Return every line of the data below that contains the word "this", treating uppercase and lowercase as different.

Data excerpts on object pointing
◆ ◆ ◆ ◆ ◆ ◆ ◆
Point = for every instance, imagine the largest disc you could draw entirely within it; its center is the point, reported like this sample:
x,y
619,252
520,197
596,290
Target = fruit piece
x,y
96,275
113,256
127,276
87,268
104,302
◆ ◆ ◆ ◆ ◆ ◆ ◆
• Task output:
Point = for every instance, imagine the largest disc you could draw entirely within it; its center is the point, reported like this sample:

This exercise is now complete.